Assigned task: Would you give the data below back exactly as it reads?

Given data:
***
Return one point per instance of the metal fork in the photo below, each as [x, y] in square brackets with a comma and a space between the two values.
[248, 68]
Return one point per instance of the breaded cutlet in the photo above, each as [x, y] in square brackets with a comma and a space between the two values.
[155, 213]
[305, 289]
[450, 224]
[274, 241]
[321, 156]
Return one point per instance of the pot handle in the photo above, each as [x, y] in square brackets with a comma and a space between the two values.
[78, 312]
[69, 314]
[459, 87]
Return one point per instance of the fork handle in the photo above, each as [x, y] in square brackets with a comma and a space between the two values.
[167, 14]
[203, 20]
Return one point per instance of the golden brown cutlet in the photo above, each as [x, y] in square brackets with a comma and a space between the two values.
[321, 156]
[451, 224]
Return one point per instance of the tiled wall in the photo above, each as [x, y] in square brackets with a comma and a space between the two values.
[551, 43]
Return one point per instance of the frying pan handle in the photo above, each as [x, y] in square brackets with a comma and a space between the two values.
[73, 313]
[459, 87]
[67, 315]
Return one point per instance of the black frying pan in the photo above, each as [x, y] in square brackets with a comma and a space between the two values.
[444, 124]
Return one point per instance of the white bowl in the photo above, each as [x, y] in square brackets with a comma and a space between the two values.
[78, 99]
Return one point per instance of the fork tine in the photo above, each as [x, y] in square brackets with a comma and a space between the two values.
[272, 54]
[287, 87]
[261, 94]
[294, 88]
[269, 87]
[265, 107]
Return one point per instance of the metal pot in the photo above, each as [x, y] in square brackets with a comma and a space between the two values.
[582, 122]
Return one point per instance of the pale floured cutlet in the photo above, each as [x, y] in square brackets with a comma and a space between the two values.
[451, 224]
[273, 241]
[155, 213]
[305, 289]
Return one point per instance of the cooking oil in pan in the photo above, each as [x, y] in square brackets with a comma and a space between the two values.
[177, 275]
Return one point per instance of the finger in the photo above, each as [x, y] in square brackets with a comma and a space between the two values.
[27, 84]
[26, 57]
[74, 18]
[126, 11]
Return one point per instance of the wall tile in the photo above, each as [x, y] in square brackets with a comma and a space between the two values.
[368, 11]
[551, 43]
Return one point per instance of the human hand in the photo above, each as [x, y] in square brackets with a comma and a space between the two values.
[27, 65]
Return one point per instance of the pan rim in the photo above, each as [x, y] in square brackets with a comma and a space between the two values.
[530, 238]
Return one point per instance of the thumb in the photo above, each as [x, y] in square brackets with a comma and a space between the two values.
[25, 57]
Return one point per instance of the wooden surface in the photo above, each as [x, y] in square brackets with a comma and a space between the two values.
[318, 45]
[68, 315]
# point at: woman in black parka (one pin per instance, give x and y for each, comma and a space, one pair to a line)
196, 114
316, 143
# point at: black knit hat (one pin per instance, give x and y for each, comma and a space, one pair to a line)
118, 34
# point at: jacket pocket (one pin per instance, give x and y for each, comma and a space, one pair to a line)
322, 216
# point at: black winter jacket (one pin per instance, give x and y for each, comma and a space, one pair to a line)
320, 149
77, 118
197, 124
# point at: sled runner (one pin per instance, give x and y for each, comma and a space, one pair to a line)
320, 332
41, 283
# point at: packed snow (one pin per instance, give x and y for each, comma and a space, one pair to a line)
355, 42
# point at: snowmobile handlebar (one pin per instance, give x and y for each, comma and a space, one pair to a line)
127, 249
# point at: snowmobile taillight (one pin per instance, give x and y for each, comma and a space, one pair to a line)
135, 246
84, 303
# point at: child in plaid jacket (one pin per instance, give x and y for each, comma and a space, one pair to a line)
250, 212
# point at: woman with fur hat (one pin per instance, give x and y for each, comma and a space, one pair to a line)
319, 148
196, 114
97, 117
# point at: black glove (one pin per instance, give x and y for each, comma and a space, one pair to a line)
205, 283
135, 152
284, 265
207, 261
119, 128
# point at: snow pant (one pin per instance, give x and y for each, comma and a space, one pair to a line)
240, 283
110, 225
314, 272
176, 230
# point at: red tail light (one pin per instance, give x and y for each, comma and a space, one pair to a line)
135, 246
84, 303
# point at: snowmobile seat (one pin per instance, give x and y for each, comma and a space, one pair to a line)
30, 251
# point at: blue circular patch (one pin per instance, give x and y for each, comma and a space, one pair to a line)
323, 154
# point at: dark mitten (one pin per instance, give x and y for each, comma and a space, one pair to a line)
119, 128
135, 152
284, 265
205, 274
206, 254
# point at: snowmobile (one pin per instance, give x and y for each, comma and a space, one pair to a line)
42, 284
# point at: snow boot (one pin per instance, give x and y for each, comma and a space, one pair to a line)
***
Answer to this problem:
Return one point per instance of the metal fork in the photo below, each as [x, y] in square brackets with a comma and a space between the two values.
[248, 68]
Return one point per instance of the breaded cutlet in the photo above, each as [x, y] in square brackets with a comma and a space between the two values.
[155, 213]
[305, 289]
[450, 224]
[274, 241]
[321, 156]
Return one point per instance of the pot handle in the photo above, each as [x, y] in square brackets with a comma and a space between the two values.
[78, 312]
[69, 314]
[459, 87]
Return one point per instance of the fork handle in the photo above, each as [x, y] in square brackets with a comma and a space between the two values.
[167, 14]
[203, 20]
Return one point per instance of the golden brown cutlet in the photo above, each as [x, y] in square brackets with a comma and a space between the two values.
[321, 156]
[451, 224]
Return one point per instance of the tiled wall in the photo above, each as [x, y] in square brackets with a comma and a space between the two values.
[551, 43]
Return one point per instance of the frying pan handle in the photo above, each as [x, y] in square brackets with a comma and a space between the two values.
[73, 313]
[459, 87]
[67, 315]
Return one point per instance of the black frying pan in the photo above, each as [x, y] in square brackets with a comma and a space between the two values.
[444, 124]
Return one point per instance of the white bowl in the photo above, each as [x, y] in square brackets with a comma and a space between the two values.
[78, 99]
Return one point per instance of the fork tine in the photo above, each as [x, y] in square brackets with a comma and a space between the two values.
[272, 54]
[287, 87]
[261, 94]
[294, 88]
[269, 87]
[265, 107]
Return one point per instance of the metal pot in the photo above, each as [x, y] in square brackets with a comma and a space between the two values.
[582, 122]
Return one point per instance of the pale floured cutlet in the photo above, each as [x, y] in square brackets with a comma and a space between the two values.
[451, 224]
[273, 241]
[155, 213]
[305, 289]
Return one point per instance of the cooking oil in pan in the photo above, each as [x, y] in square brackets with a comma and a space between the two values.
[177, 275]
Return one point per instance of the finger in the photo above, each as [x, y] in square brackets with a comma and a space between the two values.
[27, 84]
[26, 57]
[74, 18]
[126, 11]
Return one point per instance of the wall tile in the photo above, each as [x, y] in square brackets with a comma and a space between the two values.
[368, 11]
[551, 43]
Return one point per instance of the human hand in the photo above, each as [x, y] in square brackets with a comma and a space between the two values.
[27, 65]
Return one point per instance of the pan rim in the photo above, each as [x, y] in square brackets with a comma and a space between the two values.
[530, 238]
Return one point per instance of the thumb in the photo above, each as [x, y] in square brackets with a comma and a space between the two values.
[25, 57]
Return one point per instance of the wooden surface in the photo above, each as [x, y] in square brackets with a comma and a space between the two values.
[318, 45]
[68, 315]
# point at: woman in black parka (one pin per instance, give x and y for each, comma and a space, one pair to a line)
196, 114
316, 143
# point at: black knit hat (one pin per instance, give x and y for each, comma and a space, one pair to a line)
118, 34
# point at: jacket pocket (one pin per instance, give x and y for each, comma and a space, one pair to a line)
322, 216
# point at: black winter jacket (one pin per instance, give x and y for each, comma and a space, one pair to a line)
320, 149
77, 118
197, 124
# point at: sled runner (one pin per instance, give x and y for each, comma and a space, one pair to a line)
320, 332
41, 283
# point at: packed snow (one pin per instance, give x and y for each, comma and a space, one pair to a line)
355, 42
# point at: snowmobile handlebar (one pin per instance, give x and y for each, comma and a space, one pair to a line)
127, 249
# point at: snowmobile taillight (one pin per instance, give x and y for each, comma and a space, one pair to a line)
135, 246
84, 303
# point at: child in plaid jacket (one pin per instance, give x and y for each, comma and a space, one pair to a line)
250, 212
# point at: woman with fur hat (one pin per instance, give x and y for each, comma and a space, one pair to a line)
319, 148
196, 114
97, 117
# point at: black glove (one pin per instance, give x and y for each, comma and a space, one pair to a line)
205, 283
135, 152
284, 265
207, 261
119, 128
# point at: snow pant (one pin per instance, give x and y for each, comma and a space, one pair to a line)
240, 283
110, 225
314, 272
176, 230
# point at: red tail light (one pin per instance, give x and y for each, comma and a space, one pair to a line)
135, 246
84, 303
# point at: snowmobile seat (one pin per instance, give x and y for each, comma and a space, one pair to a line)
30, 251
# point at: blue circular patch (one pin per instance, give x and y for each, comma and a space, one pair to a line)
323, 154
# point at: dark mitten (one pin per instance, give x and y for each, comma and a space, one pair to a line)
119, 128
135, 152
284, 265
205, 274
206, 254
# point at: snowmobile (one pin per instance, give x and y for each, comma and a space, one pair to a line)
42, 284
# point at: snow boot (one pin per instance, give x and y for each, comma and a space, one pair to a line)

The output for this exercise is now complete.